### WHAT IS BEING ASKED
Output each entry below as it stands, leaving out every picture.
+++ INPUT MATERIAL
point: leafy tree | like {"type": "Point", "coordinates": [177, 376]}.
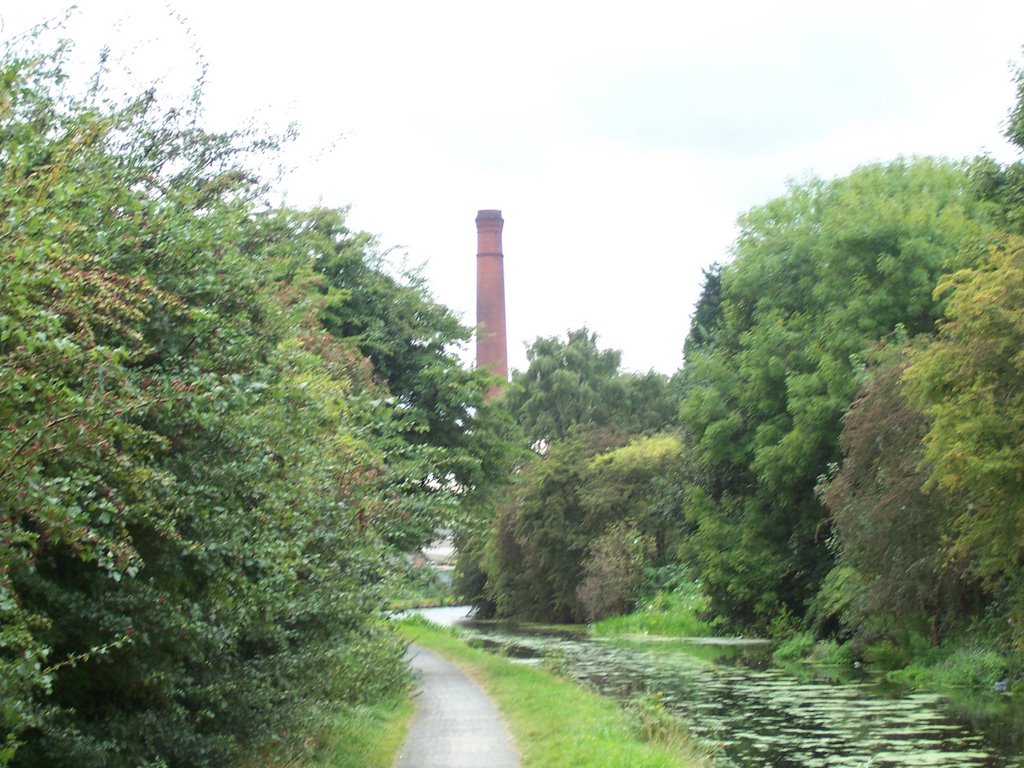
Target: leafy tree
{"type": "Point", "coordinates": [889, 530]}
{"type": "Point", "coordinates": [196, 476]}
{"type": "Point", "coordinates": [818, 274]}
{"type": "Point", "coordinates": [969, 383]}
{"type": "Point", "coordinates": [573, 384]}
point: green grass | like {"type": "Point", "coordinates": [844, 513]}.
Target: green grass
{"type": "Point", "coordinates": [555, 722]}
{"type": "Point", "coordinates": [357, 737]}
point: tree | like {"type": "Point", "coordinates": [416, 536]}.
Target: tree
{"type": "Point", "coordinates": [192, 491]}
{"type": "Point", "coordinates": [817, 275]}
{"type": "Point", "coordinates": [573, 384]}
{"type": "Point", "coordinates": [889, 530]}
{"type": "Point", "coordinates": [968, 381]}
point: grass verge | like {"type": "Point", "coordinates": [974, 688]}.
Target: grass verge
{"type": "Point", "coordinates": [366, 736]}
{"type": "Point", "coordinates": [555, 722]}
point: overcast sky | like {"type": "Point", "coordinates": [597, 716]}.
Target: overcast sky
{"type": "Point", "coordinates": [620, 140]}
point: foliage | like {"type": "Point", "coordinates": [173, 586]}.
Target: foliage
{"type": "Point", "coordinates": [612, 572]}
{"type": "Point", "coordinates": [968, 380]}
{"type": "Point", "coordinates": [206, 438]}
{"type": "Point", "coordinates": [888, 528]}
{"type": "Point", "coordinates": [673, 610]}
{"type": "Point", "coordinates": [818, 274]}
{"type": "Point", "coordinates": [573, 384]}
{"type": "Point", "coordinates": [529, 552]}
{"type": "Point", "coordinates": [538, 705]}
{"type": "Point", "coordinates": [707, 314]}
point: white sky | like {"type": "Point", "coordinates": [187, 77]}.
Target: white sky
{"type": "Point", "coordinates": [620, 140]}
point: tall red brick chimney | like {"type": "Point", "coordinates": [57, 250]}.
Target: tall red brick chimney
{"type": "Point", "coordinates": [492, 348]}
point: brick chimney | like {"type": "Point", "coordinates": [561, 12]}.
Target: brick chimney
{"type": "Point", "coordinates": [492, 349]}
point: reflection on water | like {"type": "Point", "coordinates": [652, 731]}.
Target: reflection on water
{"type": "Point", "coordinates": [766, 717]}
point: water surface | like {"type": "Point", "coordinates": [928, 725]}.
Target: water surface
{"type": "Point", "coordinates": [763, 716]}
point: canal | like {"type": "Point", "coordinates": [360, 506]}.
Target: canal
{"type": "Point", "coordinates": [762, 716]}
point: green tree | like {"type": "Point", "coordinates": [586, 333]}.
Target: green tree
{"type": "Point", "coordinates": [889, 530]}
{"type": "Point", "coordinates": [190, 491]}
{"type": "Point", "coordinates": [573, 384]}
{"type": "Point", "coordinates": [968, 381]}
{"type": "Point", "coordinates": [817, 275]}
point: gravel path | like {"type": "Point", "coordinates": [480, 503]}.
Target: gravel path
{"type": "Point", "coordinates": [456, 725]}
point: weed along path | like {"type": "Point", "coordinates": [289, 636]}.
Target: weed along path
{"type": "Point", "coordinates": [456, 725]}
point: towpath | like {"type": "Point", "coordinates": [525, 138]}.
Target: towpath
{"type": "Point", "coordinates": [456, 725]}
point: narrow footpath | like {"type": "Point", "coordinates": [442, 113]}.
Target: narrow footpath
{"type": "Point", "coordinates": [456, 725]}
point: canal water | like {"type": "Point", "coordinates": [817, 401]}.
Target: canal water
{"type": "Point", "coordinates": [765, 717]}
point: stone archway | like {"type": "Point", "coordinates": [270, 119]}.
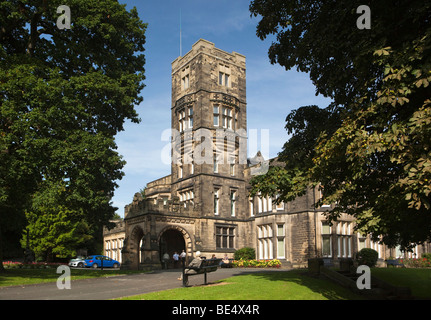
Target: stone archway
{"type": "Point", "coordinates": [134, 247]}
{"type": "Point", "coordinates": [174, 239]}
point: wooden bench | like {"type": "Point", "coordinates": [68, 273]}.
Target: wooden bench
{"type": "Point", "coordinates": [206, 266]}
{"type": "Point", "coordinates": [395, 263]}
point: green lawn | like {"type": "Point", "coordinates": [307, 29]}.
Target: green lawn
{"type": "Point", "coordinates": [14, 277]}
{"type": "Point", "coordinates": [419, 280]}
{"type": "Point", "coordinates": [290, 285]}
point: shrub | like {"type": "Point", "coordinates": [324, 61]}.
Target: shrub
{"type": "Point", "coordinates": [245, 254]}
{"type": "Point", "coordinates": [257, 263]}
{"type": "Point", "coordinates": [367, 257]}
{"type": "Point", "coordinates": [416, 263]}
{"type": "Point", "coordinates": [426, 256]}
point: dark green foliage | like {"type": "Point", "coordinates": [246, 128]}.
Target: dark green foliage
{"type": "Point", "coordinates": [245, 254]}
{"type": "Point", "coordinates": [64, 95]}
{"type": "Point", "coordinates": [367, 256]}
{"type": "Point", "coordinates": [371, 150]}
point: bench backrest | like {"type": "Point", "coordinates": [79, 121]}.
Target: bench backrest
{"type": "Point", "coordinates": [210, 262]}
++++++
### PROBLEM SOLUTION
point: leafy tree | like {"type": "Point", "coordinates": [177, 376]}.
Target: leafy tree
{"type": "Point", "coordinates": [889, 530]}
{"type": "Point", "coordinates": [196, 476]}
{"type": "Point", "coordinates": [818, 274]}
{"type": "Point", "coordinates": [969, 383]}
{"type": "Point", "coordinates": [573, 384]}
point: green grass | like {"type": "Point", "coordinates": [844, 513]}.
Target: green grass
{"type": "Point", "coordinates": [555, 722]}
{"type": "Point", "coordinates": [357, 737]}
point: tree | like {"type": "Point", "coordinates": [416, 536]}.
Target: tree
{"type": "Point", "coordinates": [192, 491]}
{"type": "Point", "coordinates": [817, 275]}
{"type": "Point", "coordinates": [573, 384]}
{"type": "Point", "coordinates": [889, 530]}
{"type": "Point", "coordinates": [968, 381]}
point: grass verge | like {"type": "Point", "coordinates": [974, 688]}.
Target: grass verge
{"type": "Point", "coordinates": [366, 736]}
{"type": "Point", "coordinates": [555, 722]}
point: overcast sky | like {"type": "Point", "coordinates": [597, 716]}.
Target: overcast sky
{"type": "Point", "coordinates": [620, 140]}
point: foliage | like {"type": "Point", "coordinates": [173, 586]}.
Target: foliage
{"type": "Point", "coordinates": [612, 572]}
{"type": "Point", "coordinates": [968, 380]}
{"type": "Point", "coordinates": [206, 438]}
{"type": "Point", "coordinates": [888, 528]}
{"type": "Point", "coordinates": [673, 610]}
{"type": "Point", "coordinates": [818, 274]}
{"type": "Point", "coordinates": [573, 384]}
{"type": "Point", "coordinates": [529, 552]}
{"type": "Point", "coordinates": [538, 705]}
{"type": "Point", "coordinates": [707, 314]}
point: white sky | like {"type": "Point", "coordinates": [187, 77]}.
Target: white sky
{"type": "Point", "coordinates": [620, 140]}
point: tall red brick chimney | like {"type": "Point", "coordinates": [57, 250]}.
Target: tall red brick chimney
{"type": "Point", "coordinates": [492, 348]}
point: brick chimney | like {"type": "Point", "coordinates": [561, 12]}.
Target: brick chimney
{"type": "Point", "coordinates": [492, 349]}
point: reflection on water | like {"type": "Point", "coordinates": [652, 731]}.
Target: reflection on water
{"type": "Point", "coordinates": [766, 717]}
point: water surface | like {"type": "Point", "coordinates": [928, 725]}.
Target: water surface
{"type": "Point", "coordinates": [763, 716]}
point: canal | like {"type": "Point", "coordinates": [360, 506]}.
Target: canal
{"type": "Point", "coordinates": [762, 716]}
point: green tree | like {"type": "Point", "coordinates": [586, 333]}.
Target: green tree
{"type": "Point", "coordinates": [889, 530]}
{"type": "Point", "coordinates": [190, 491]}
{"type": "Point", "coordinates": [573, 384]}
{"type": "Point", "coordinates": [968, 381]}
{"type": "Point", "coordinates": [817, 275]}
point: gravel path | like {"type": "Point", "coordinates": [480, 503]}.
Target: gravel path
{"type": "Point", "coordinates": [456, 725]}
point: weed along path | like {"type": "Point", "coordinates": [289, 636]}.
Target: weed along path
{"type": "Point", "coordinates": [456, 725]}
point: towpath | like {"type": "Point", "coordinates": [525, 138]}.
Target: towpath
{"type": "Point", "coordinates": [456, 725]}
point: narrow footpath | like {"type": "Point", "coordinates": [442, 113]}.
Target: narrow footpath
{"type": "Point", "coordinates": [456, 725]}
point: canal water | like {"type": "Point", "coordinates": [817, 401]}.
Target: canal water
{"type": "Point", "coordinates": [765, 717]}
point: stone archway | like {"type": "Point", "coordinates": [270, 119]}.
Target: stone archway
{"type": "Point", "coordinates": [134, 247]}
{"type": "Point", "coordinates": [174, 239]}
point: wooden bench | like {"type": "Point", "coordinates": [68, 273]}.
Target: wooden bench
{"type": "Point", "coordinates": [206, 266]}
{"type": "Point", "coordinates": [395, 263]}
point: green lawn | like {"type": "Point", "coordinates": [307, 29]}.
Target: green lawn
{"type": "Point", "coordinates": [14, 277]}
{"type": "Point", "coordinates": [419, 280]}
{"type": "Point", "coordinates": [290, 285]}
point: shrub | like {"type": "Point", "coordinates": [324, 61]}.
Target: shrub
{"type": "Point", "coordinates": [245, 254]}
{"type": "Point", "coordinates": [257, 263]}
{"type": "Point", "coordinates": [367, 257]}
{"type": "Point", "coordinates": [416, 263]}
{"type": "Point", "coordinates": [426, 256]}
point: dark green foliage | like {"type": "Point", "coordinates": [246, 128]}.
Target: dark green foliage
{"type": "Point", "coordinates": [245, 254]}
{"type": "Point", "coordinates": [64, 95]}
{"type": "Point", "coordinates": [367, 256]}
{"type": "Point", "coordinates": [371, 150]}
point: bench backrest | like {"type": "Point", "coordinates": [79, 121]}.
Target: bench backrest
{"type": "Point", "coordinates": [210, 262]}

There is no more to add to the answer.